EXERCISE DESCRIPTION
Copy out the lines below, starting at the line containing "form: point(83, 107)." and ending with the line containing "Target: row of tulips", both included.

DATA LINES
----------
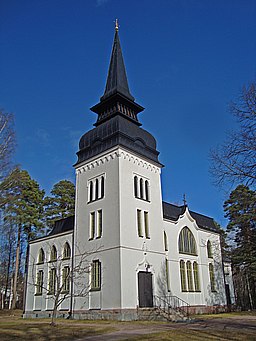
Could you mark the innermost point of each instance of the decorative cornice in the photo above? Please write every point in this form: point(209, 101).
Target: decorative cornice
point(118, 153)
----------
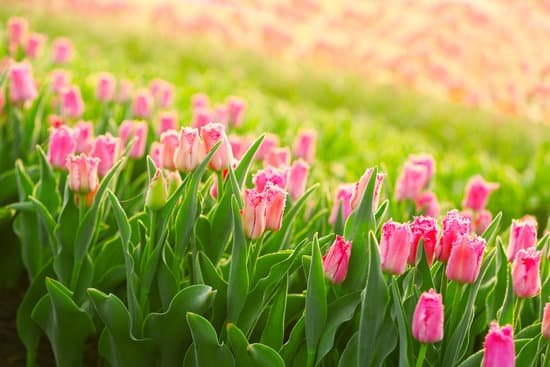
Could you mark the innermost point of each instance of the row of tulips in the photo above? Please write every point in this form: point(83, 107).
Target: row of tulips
----------
TASK RESPONSE
Could you mark the innermost point of each instance of the row of tulips in the photo above? Please write every point in this form: point(83, 107).
Target: row of tulips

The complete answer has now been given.